### YOUR ASSIGNMENT
Take the listing below and reproduce it in full. Change nothing.

### RECORDS SHOWN
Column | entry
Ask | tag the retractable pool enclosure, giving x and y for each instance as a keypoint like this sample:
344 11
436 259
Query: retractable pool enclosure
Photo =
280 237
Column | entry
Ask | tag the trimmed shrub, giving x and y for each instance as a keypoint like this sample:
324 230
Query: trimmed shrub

### RESULT
Column | entry
Ask | tag the retractable pool enclosure, giving x and y for each instance as a keypoint like this sample:
344 11
436 259
Query: retractable pool enclosure
Photo =
280 237
Column | entry
Ask | tag the trimmed shrub, giving x and y for each instance as a keypoint like this sample:
324 230
Query: trimmed shrub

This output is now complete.